-- BEGIN Dataset records --

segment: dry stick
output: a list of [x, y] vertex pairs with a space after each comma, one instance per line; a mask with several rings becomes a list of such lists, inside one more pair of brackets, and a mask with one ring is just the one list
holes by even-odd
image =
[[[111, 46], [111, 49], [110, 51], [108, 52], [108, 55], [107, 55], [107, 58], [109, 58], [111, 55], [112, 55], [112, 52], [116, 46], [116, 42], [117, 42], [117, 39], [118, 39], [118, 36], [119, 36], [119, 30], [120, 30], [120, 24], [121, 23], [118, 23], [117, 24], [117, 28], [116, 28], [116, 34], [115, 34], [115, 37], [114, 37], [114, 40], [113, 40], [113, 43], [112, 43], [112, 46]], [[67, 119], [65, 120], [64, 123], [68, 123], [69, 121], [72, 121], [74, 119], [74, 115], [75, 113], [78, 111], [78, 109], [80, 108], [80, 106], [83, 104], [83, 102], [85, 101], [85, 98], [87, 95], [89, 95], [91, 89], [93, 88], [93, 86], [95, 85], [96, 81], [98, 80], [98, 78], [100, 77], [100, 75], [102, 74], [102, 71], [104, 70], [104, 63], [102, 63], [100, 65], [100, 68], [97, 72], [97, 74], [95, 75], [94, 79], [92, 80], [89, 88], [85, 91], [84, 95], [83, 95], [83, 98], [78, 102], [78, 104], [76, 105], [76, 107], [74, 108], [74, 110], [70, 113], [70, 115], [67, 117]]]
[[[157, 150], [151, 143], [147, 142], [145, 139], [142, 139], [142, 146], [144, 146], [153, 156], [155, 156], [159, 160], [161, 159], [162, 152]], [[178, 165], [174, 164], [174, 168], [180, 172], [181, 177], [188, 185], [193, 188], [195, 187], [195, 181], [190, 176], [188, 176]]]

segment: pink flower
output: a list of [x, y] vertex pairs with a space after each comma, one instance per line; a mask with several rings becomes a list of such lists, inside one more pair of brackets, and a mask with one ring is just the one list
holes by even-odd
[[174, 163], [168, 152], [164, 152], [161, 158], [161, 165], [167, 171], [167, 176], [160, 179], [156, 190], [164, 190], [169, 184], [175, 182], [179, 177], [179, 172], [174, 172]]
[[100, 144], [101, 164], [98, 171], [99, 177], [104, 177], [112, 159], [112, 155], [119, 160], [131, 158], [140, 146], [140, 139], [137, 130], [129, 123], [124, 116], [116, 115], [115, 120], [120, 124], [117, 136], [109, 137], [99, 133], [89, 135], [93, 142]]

-- END Dataset records --

§ The exercise
Lay out everything from the line containing "segment: pink flower" down to the last line of the entries, that line included, as a JSON list of strings with one string per line and blank lines left out.

§ In response
[
  "segment: pink flower",
  "output: a list of [x, y] vertex pairs with a space after each comma, one instance per line; a mask with several rings becomes a list of such lists, inside one more pair of brackets, and a mask with one ring is just the one list",
  "holes by even-odd",
  "[[174, 163], [168, 152], [164, 152], [161, 158], [161, 165], [167, 171], [167, 176], [160, 179], [156, 190], [164, 190], [169, 184], [175, 182], [179, 177], [179, 172], [174, 172]]",
  "[[100, 144], [101, 164], [98, 171], [99, 177], [104, 177], [112, 159], [112, 155], [119, 160], [131, 158], [140, 146], [140, 139], [137, 130], [129, 123], [124, 116], [116, 115], [115, 120], [120, 124], [117, 136], [109, 137], [99, 133], [89, 135], [93, 142]]"
]